- [Enunciado 1]: Transcribe literalmente, del texto sobre el don de sí mismo, todo lo que va desde "Seguir a Cristo, amarle" hasta "para los demás[30].".
- [Enunciado 2]: Prosigue el texto sobre el don de sí mismo a partir de su última oración.
━━ Pasaje dado ━━
Es un don gratuito, desinteresado, sincero, hecho sin reservas, sin cálculos[22]; es un don concreto y encarnado[23]; es un don total y eterno, completo y perpetuo[24]; es un don siempre disponible, al que podemos acceder; es un don que nos da la vida[25]; es un don que se ofrece como alimento, es un don que se puede comer, que construye relaciones[26].

 

Una vida vivida en el don de sí mismo

El Concilio Vaticano II afirmó el vínculo entre la persona humana y su realización mediante el don de sí misma: “El hombre, única criatura sobre la tierra a la que Dios ha querido por sí misma, sólo puede encontrarse plenamente a sí mismo mediante el don desinteresado de sí mismo” (GS 24)[27]. Esta afirmación muestra de manera esencial lo que significa ser humano: entregarse total y gratuitamente.

El Papa Benedicto XVI escribió: “El ser humano está hecho para dar; es el don el que expresa y realiza su dimensión de trascendencia”[28].

El don de sí está en la cumbre del camino de maduración humana y espiritual de toda persona humana. Un camino que tiene como punto de llegada una existencia capaz de amar con y como Cristo, hasta dar la vida. “Dio su vida por nosotros” (1Jn 3,16), dice san Juan.

Seguir a Cristo, amarle e imitarle, es entrar en la lógica del don y del don que Él hizo de sí mismo. El don de nosotros mismos orienta nuestra vida y es el punto de referencia para su construcción.

Debemos ser conscientes de que una libertad nueva, pascual, se realiza en el don cotidiano de nosotros mismos[29]. Es el hombre como ser libre el que se encuentra a sí mismo en el darse. La libertad es indispensable al hombre para que pueda “darse”, para que pueda convertirse en don para los demás[30].

Jesús revela, con su misma vida y no sólo con sus palabras, que la libertad se realiza en el amor, es decir, en el don de sí mismo. Aquel que dijo: “Nadie tiene mayor amor que el que da la vida por los que ama” (Jn 15,13) camina libremente hacia su Pasión y, en obediencia al Padre, entrega su vida en la Cruz por todos los hombres (cf. Flp 2,6-11).

La contemplación de Jesús crucificado es, por tanto, el camino real por el que la Iglesia debe avanzar cada día si quiere comprender el sentido pleno de la libertad: el don de sí mismo al servicio de Dios y de los hermanos. Y la comunión con el Señor crucificado y resucitado es la fuente inagotable de la que la Iglesia se nutre constantemente para vivir libremente, para entregarse y servir[31].

La Eucaristía nos hace encontrarnos con Cristo, nos pone en contacto directo con su amor, y nos hace capaces a su vez de amar como Cristo nos ama, hasta el extremo de la caridad (cf. Jn 13,1). La gracia de la Eucaristía tiene como objetivo llevar al cristiano a la perfección del amor: al don de sí mismo[32]. La Eucaristía nos lleva a la plena realización de nosotros mismos porque nos hace entrar en la lógica de la donación y nos enseña a hacer el don de nosotros mismos.
━━━
━━ Datos ━━
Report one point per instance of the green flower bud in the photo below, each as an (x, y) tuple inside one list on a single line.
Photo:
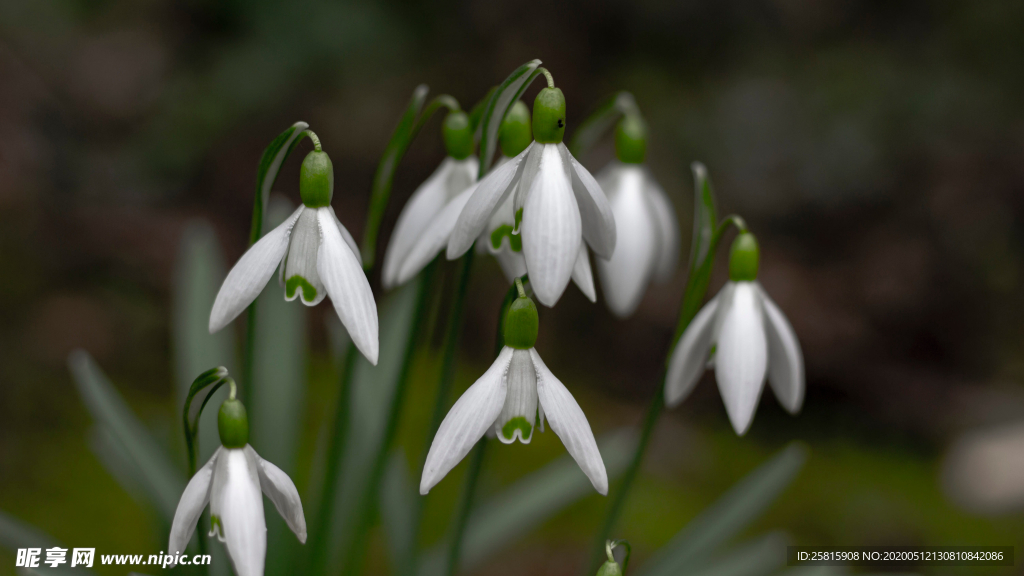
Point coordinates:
━━━
- [Respuesta final 1]:
Seguir a Cristo, amarle e imitarle, es entrar en la lógica del don y del don que Él hizo de sí mismo. El don de nosotros mismos orienta nuestra vida y es el punto de referencia para su construcción.

Debemos ser conscientes de que una libertad nueva, pascual, se realiza en el don cotidiano de nosotros mismos[29]. Es el hombre como ser libre el que se encuentra a sí mismo en el darse. La libertad es indispensable al hombre para que pueda “darse”, para que pueda convertirse en don para los demás[30].

- [Respuesta final 2]:
a) La Eucaristía nos fascina, nos atrae y nos hace entrar en la lógica del don

La celebración de la Eucaristía nos pone en contacto directo con la profundidad del amor de Jesucristo y, a través de su don en el pan y el vino, con el amor de la Trinidad. Como ha dicho el Papa Benedicto XVI:

“En la liturgia resplandece el Misterio pascual mediante el cual Cristo mismo nos atrae hacia sí y nos llama a la comunión. (...) nos llega, nos fascina y nos cautiva la verdad del amor de Dios en Cristo, haciéndonos salir de nosotros mismos y atrayéndonos así hacia nuestra verdadera vocación: el amor” (SCa 35).

El Papa Francisco, en su carta apostólica Desiderio Desideravi (DD)[33], insiste en la dimensión del asombro. Nos invita a dejarnos atraer, fascinar por el don de Cristo en la Eucaristía. Escribe: “la desproporción entre la inmensidad del don y la pequeñez de quien lo recibe es infinita y no puede dejar de sorprendernos” (DD n. 3)

“Nadie se ganó el puesto en esa Cena, todos fueron invitados, o, mejor dicho, atraídos por el deseo ardiente que Jesús tiene de comer esa Pascua con ellos” (DD n. 4).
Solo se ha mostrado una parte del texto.